• INPUT DATA:
++++++
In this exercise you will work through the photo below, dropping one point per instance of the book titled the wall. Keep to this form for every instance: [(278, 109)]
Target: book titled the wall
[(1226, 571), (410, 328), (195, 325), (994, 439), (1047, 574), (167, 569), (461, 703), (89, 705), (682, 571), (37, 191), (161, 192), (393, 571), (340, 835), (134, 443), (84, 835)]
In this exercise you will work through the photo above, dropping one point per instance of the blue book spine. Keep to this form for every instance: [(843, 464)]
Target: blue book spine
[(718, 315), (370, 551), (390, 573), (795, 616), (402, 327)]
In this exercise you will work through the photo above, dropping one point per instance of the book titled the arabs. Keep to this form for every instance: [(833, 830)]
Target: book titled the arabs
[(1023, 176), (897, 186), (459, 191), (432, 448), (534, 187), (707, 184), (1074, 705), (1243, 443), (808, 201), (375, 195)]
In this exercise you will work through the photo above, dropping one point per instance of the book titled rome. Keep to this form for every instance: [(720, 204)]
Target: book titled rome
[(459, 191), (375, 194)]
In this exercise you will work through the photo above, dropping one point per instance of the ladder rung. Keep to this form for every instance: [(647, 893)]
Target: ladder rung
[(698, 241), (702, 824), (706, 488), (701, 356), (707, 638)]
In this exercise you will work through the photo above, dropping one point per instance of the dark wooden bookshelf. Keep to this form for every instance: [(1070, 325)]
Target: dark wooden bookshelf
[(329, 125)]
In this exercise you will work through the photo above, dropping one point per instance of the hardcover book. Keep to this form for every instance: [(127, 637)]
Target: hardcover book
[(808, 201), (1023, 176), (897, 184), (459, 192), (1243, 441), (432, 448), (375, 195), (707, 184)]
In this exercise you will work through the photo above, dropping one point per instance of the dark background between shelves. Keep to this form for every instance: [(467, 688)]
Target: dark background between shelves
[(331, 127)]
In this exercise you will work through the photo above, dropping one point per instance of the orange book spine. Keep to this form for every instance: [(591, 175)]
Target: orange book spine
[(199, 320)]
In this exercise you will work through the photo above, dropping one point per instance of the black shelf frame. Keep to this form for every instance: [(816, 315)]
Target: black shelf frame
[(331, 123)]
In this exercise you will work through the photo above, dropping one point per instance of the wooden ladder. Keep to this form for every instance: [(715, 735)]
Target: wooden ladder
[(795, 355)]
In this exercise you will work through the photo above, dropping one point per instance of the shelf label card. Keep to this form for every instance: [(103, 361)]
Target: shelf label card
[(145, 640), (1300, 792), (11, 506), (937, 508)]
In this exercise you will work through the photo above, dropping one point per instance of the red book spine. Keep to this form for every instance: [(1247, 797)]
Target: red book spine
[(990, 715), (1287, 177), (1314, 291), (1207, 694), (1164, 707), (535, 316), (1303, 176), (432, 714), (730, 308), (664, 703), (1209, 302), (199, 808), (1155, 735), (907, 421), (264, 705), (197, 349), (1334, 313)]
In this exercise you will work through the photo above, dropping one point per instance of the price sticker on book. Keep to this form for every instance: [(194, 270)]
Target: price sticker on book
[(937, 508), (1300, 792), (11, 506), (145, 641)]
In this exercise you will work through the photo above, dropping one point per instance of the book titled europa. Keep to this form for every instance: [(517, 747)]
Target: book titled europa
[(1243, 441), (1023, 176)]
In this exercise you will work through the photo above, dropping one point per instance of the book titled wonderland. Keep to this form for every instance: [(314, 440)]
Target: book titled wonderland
++++++
• ABOUT THIS TASK:
Only the lines from the one containing "Target: hardcover book" through the last line above belong in your answer. Retype them exactly.

• TASK OUTPUT:
Target: hardcover book
[(808, 201), (1023, 176), (897, 184), (459, 192), (1243, 441), (432, 448), (375, 195), (707, 184)]
In this exercise you will work through the photo above, dropping one point per instance of the dark background between shelves. Keep to this form for every instance: [(467, 688)]
Target: dark background between shelves
[(331, 127)]
In this exercise you will work through the photo above, dropping one point per instance of the orange book spine. Keep to this form for every instance: [(591, 175)]
Target: orange book spine
[(199, 320)]
In this exercise you will work through the photo above, dropping one point per instance of the black shelf frame. Keep to this form for every instance: [(816, 315)]
Target: black shelf frame
[(331, 123)]
In this exercise you will work through the photo above, dropping one point per instance of the wooden ladder. Keep to this form for every instance: [(715, 735)]
Target: wooden ladder
[(795, 355)]
In this exercise you will work through the photo above, dropping one point per instance of the shelf label card. Keep to this form for every instance: [(103, 361)]
Target: shelf label card
[(145, 640), (1300, 792), (11, 506), (937, 508)]
In this exercise you will work through the photo above, dropping one point per instance of the red book spine. Keep to this form for every instance: [(1247, 797)]
Target: red book spine
[(990, 715), (1287, 177), (1314, 291), (1207, 694), (1164, 707), (535, 316), (1303, 176), (432, 714), (730, 308), (664, 703), (1209, 302), (199, 808), (1155, 735), (907, 421), (264, 705), (197, 349), (1334, 313)]
In this exercise you will work through the photo above, dropping one point per instance of the price sticker on book. Keep to this form for every instance: [(194, 270)]
Target: price sticker on book
[(937, 508), (1300, 792), (11, 506), (145, 641)]
In this exercise you will work through the photo above, dropping one point per instance of the book titled europa. Keep to this form for every instance: [(517, 747)]
Target: book titled europa
[(1243, 441), (1023, 176)]
In this exercise you will work through the photo above, dropping one point per instance of the book titled wonderland. Keep to this form for every instance: [(314, 440)]
Target: book titled wonderland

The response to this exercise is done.